What is needed: Condense the paragraph that begins "However, as highlighted in the article" from the passage on FCPA enforcement transparency into a short bulleted list that keeps its main facts.

Passage given:
= = = = =

Consider also the mysterious conclusion to James Giffen enforcement action. Giffen was criminally charged with making more than $78 million in unlawful payments to two senior officials of the Republic of Kazakhstan in connection with certain oil transactions in which various American oil companies acquired valuable rights in Kazakhstan.” However, Giffen’s defense was that his actions were made with the knowledge and support of the CIA, the National Security Council, the Department of State and the White House. In 2010, the enforcement action took a sudden and mysterious turn when Giffen agreed to plead guilty to a one-paragraph superseding indictment charging a misdemeanor tax violation.  Perhaps one day the reasoning behind the sudden turn of events will become transparent.

Consider also certain subtle statements in the FCPA Guidance relevant to transparency.

Footnote 379 of the Guidance states as follows.  “Historically, DOJ had, on occasion, agreed to DPAs with companies that were not filed with the court.  That is no longer the practice of DOJ.”

Page 75 of the Guidance suggests that the DOJ has used NPAs in individual FCPA-related cases (e.g., “If an individual complies with the terms of his or her NPA, namely, truthful and complete cooperation and continued law-abiding conduct, DOJ will not pursue criminal charges.” The Guidance also states that “in circumstances where an NPA is with a company for FCPA-related offenses, it is made available to the public through DOJ’s website.” (emphasis added).  This statement suggests that when an NPA is with an individual for FCPA-related offenses, the agreement is not made public.

Indeed, as highlighted in the prior post “Secret FCPA Enforcement” there have been whispers in the FCPA bar for years about secret FCPA enforcement.  As noted in the prior post, not once, not twice, but three times I sought clarification from the DOJ of the above Guidance statements.

In each instance there was no response. So much for that transparency thing.

Indeed, a key qualifier in Caldwell’s recent speech about transparency was the following statement:  ”we [the DOJ] usually publicly announce corporate resolutions and pleas, and make the documents available on our website”) (emphasis added).

Last, but not least before turning to actual excerpts from Caldwell’s speech, is the topic of so-called DOJ declinations.  As evidence of the DOJ’s purported transparency, Caldwell states that the FCPA Guidance “has a section on declinations and provides anonymized examples of real FCPA cases in which we declined to bring a prosecution.”

However, as highlighted in the article “Grading the FCPA Guidance“ the Guidance declination examples raise more questions than answers. For instance, in three of the examples, it is not even clear based on the information provided that the FCPA was violated.  Moreover, in all the declination examples in the Guidance, the factors motivating the declination decision—such as voluntary disclosure and cooperation, effective remedial measures, small improper payments—can often be found in many instances in which FCPA enforcement actions were brought.

At last to the excerpts in Caldwell’s speech.

“One of my priorities in the Criminal Division is to increase transparency regarding charging decisions in corporate prosecutions.  I know that many corporate counsel have concerns about what they perceive as a lack of transparency in how the department decides when to bring charges, or to seek some lesser resolution.

= = = = =

Record list:
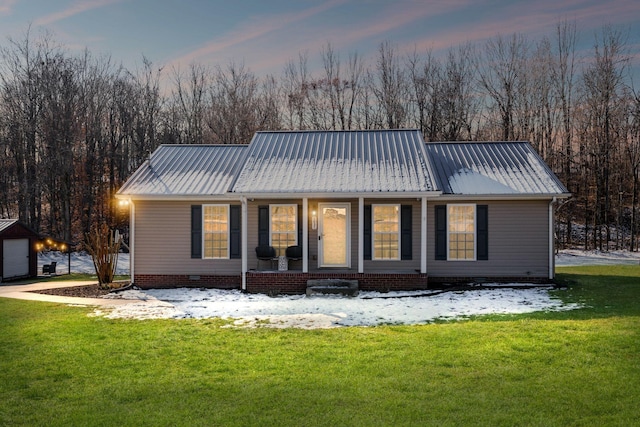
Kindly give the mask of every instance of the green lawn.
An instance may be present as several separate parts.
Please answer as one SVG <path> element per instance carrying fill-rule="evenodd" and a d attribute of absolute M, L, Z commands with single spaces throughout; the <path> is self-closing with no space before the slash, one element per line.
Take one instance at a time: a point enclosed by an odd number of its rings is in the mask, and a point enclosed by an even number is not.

= = = = =

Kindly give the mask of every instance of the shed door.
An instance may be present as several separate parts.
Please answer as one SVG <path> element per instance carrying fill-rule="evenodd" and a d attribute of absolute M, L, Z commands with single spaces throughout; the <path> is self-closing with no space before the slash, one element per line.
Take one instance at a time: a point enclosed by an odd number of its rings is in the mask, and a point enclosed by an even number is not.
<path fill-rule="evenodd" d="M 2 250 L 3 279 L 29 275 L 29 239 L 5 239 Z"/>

= = = = =

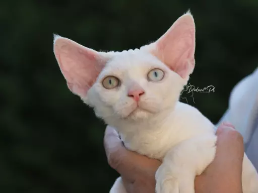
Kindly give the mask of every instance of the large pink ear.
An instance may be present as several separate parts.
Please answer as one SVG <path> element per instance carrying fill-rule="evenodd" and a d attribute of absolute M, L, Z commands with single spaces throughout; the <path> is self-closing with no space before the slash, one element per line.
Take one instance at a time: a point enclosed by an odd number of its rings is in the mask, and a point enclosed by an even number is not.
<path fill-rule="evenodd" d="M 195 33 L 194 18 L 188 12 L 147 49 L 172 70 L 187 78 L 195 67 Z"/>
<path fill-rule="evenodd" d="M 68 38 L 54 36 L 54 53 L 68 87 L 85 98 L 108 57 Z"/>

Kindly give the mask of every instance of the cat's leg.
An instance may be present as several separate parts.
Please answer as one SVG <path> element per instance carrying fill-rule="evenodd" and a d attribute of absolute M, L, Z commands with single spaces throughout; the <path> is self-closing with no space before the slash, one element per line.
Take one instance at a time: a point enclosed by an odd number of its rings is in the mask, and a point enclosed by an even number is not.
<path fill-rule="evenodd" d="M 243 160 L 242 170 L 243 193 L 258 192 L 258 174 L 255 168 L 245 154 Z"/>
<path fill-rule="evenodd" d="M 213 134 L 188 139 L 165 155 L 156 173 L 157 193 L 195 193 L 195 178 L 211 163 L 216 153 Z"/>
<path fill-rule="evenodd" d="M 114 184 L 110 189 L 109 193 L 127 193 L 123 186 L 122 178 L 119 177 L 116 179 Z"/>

= = = = =

Task solution:
- According to the article "Grading the FCPA Guidance," the Guidance's declination examples raise more questions than answers.
- In three of the examples, the information provided does not even make clear that the FCPA was violated.
- The factors behind the declination decisions, such as voluntary disclosure and cooperation, effective remedial measures, and small improper payments, can often be found in cases where FCPA enforcement actions were brought.